Pull out every line in the listing below that contains the word "background", treating uppercase and lowercase letters as different.

(Image object location entries)
+ + + + + + +

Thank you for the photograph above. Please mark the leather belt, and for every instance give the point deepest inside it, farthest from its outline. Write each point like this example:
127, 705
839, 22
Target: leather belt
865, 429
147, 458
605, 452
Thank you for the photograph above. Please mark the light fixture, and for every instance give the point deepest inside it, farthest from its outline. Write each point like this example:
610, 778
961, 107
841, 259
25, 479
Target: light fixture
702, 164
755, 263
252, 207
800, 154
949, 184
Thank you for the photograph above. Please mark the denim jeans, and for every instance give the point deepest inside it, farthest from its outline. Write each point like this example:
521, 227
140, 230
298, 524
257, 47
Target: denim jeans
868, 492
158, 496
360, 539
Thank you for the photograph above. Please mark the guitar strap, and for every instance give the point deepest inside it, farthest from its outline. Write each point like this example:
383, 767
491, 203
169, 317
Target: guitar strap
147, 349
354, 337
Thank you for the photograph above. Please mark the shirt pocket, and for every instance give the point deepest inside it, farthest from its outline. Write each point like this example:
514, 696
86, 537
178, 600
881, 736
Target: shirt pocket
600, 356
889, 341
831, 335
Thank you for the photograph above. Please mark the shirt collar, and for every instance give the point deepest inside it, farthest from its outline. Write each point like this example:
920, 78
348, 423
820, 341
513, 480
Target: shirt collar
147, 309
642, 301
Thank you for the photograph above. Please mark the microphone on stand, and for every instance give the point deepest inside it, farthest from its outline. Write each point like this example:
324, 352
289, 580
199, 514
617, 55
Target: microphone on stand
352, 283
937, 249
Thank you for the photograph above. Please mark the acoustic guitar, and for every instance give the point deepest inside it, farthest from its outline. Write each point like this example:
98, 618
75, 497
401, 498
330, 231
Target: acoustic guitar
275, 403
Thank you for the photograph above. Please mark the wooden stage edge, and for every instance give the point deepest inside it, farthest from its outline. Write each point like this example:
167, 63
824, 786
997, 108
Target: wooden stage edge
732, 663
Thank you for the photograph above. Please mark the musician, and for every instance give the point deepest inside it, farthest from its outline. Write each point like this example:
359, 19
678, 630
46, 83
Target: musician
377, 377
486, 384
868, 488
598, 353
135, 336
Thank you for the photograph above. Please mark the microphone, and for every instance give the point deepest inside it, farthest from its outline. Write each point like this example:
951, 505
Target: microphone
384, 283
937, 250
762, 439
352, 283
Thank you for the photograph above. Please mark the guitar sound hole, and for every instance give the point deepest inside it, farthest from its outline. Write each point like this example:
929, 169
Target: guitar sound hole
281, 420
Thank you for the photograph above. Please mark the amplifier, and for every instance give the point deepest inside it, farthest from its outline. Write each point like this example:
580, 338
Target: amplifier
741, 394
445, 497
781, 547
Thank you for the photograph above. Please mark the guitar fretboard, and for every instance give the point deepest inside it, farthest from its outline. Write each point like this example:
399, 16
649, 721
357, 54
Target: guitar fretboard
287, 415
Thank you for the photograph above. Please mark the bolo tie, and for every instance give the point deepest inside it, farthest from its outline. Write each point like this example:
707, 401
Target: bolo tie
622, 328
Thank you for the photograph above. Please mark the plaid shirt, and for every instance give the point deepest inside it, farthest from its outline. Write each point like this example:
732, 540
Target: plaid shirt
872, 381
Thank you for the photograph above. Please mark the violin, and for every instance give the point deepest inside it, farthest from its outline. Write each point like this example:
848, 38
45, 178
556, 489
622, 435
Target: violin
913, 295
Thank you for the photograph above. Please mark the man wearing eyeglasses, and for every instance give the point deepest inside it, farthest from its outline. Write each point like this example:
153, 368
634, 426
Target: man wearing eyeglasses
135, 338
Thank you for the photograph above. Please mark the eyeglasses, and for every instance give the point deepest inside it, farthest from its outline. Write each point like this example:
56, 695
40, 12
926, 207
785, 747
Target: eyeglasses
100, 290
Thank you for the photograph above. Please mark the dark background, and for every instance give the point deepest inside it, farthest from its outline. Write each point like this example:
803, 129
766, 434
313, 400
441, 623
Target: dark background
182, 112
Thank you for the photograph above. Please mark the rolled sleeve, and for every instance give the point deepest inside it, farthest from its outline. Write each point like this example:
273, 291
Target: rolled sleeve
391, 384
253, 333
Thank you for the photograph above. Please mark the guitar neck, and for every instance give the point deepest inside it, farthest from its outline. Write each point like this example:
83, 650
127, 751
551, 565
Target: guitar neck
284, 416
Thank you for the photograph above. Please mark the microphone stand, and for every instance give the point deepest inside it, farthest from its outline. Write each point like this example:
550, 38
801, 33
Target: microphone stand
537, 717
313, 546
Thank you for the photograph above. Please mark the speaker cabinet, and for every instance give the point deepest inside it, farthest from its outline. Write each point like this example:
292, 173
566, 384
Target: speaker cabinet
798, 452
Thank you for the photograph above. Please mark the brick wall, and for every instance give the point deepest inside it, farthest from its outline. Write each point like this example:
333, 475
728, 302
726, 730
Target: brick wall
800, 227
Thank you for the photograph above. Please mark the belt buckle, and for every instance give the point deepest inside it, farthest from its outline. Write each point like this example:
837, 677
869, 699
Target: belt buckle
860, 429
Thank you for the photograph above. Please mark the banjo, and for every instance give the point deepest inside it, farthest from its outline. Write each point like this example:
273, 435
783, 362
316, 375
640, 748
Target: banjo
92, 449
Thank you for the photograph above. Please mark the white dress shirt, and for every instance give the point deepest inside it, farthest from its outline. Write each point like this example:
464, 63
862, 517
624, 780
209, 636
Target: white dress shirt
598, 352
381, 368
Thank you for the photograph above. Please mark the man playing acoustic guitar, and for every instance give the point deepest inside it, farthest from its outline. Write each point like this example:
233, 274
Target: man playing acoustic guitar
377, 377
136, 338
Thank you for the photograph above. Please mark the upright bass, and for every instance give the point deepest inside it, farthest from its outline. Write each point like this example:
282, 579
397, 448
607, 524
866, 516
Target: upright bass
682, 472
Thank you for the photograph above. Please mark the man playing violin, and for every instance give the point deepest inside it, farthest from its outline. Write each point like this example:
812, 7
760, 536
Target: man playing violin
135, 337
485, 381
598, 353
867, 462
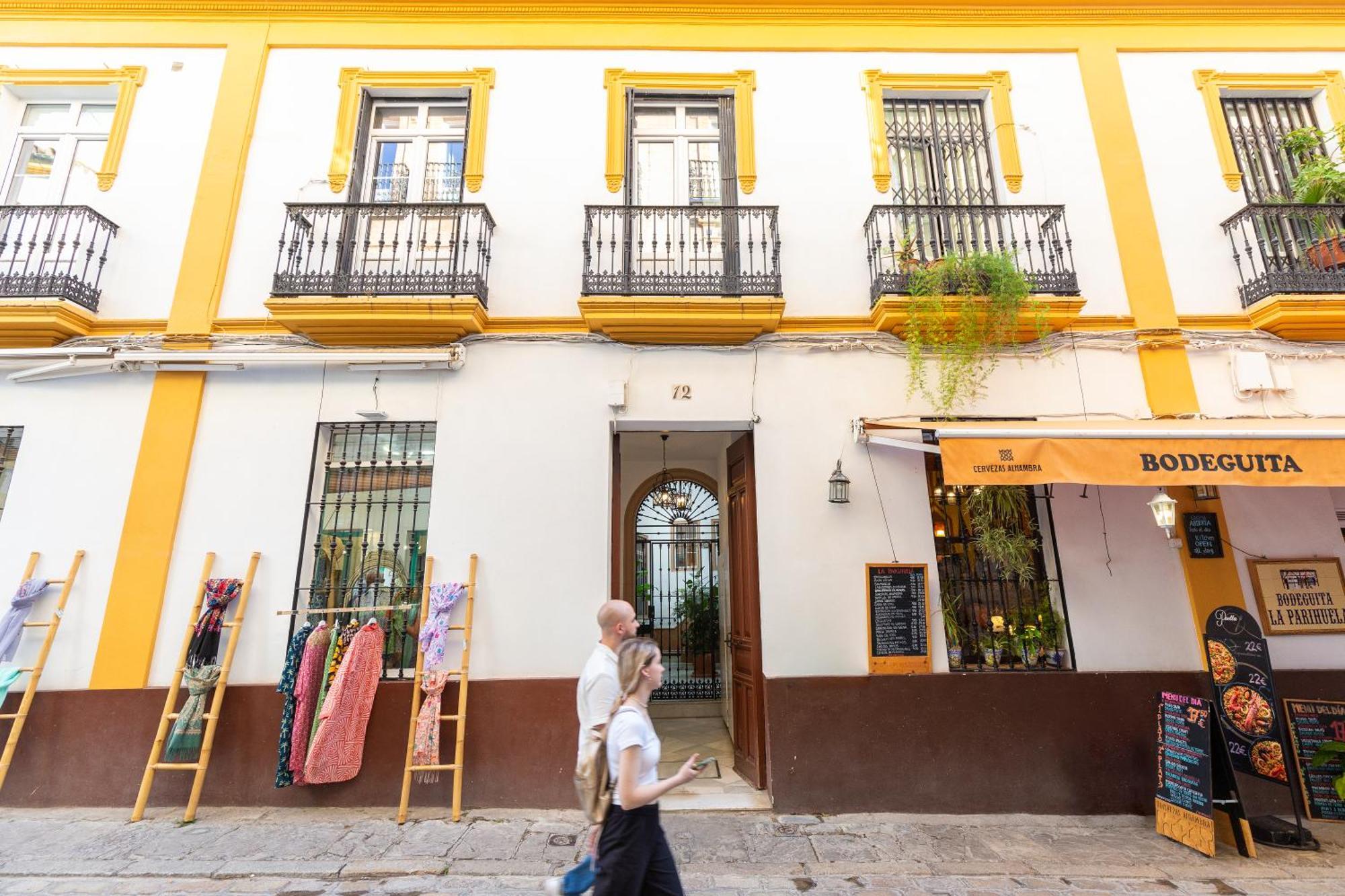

+ + + + + + +

**RESPONSE TO THE TASK:**
Thank you for the photograph above. Please mark the dark background, and for every instance give the point deepest inside it, farthest from its outline. Write each point like this example:
Target: dark background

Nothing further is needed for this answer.